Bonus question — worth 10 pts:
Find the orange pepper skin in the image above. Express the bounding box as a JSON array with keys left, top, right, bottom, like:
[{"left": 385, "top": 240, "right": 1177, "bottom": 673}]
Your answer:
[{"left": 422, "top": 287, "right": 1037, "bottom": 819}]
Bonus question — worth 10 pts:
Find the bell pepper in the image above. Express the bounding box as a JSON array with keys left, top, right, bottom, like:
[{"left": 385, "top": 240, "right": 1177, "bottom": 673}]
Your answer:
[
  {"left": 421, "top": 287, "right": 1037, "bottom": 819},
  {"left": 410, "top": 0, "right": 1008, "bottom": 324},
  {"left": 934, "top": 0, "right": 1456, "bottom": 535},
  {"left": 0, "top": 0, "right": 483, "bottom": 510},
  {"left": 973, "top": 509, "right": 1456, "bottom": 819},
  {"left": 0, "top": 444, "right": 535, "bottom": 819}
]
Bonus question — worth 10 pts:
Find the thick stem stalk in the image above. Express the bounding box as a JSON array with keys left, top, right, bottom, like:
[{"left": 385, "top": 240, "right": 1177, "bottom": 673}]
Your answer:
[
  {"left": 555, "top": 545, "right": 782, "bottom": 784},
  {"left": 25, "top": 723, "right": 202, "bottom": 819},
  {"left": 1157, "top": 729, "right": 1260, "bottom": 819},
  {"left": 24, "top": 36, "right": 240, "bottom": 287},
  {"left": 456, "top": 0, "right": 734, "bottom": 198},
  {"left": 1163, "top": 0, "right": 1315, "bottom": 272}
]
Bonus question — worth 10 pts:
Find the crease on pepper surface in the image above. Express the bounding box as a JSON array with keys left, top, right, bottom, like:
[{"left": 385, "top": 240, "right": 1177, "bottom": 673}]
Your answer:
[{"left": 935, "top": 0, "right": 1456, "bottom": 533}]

_DIRECTIVE_. Output all of the data again, exactly.

_EXERCISE RESULT_.
Bonus question — worth 10 pts:
Find the orange pepper skin in the image above. Express the bounding box as a JSON array with keys left, top, right, bottom, like:
[{"left": 385, "top": 240, "right": 1177, "bottom": 673}]
Your answer:
[{"left": 422, "top": 287, "right": 1037, "bottom": 819}]
Bonus question — worth 10 pts:
Find the bell pepper in the image above. Express the bounding box as a JSON array with keys left, top, right, bottom, like:
[{"left": 385, "top": 240, "right": 1177, "bottom": 673}]
Your answer:
[
  {"left": 421, "top": 287, "right": 1037, "bottom": 819},
  {"left": 410, "top": 0, "right": 1008, "bottom": 324},
  {"left": 934, "top": 0, "right": 1456, "bottom": 535},
  {"left": 0, "top": 0, "right": 483, "bottom": 510},
  {"left": 973, "top": 509, "right": 1456, "bottom": 819},
  {"left": 0, "top": 444, "right": 535, "bottom": 819}
]
Bonus question — worth 10 pts:
Find the thick stem stalk in the image above. Express the bounding box as a JSON array with keys left, top, right, bottom, like:
[{"left": 385, "top": 240, "right": 1177, "bottom": 673}]
Your answer:
[
  {"left": 555, "top": 545, "right": 782, "bottom": 784},
  {"left": 25, "top": 723, "right": 202, "bottom": 819},
  {"left": 1157, "top": 729, "right": 1260, "bottom": 819},
  {"left": 24, "top": 36, "right": 240, "bottom": 287},
  {"left": 456, "top": 0, "right": 734, "bottom": 198},
  {"left": 1163, "top": 0, "right": 1315, "bottom": 272}
]
Bonus question — worth 10 pts:
Find the crease on pepper surface in the image above. Express the bounding box as a JSON array with keys left, top, right, bottom, like:
[{"left": 385, "top": 240, "right": 1177, "bottom": 673}]
Your answer:
[{"left": 935, "top": 0, "right": 1456, "bottom": 533}]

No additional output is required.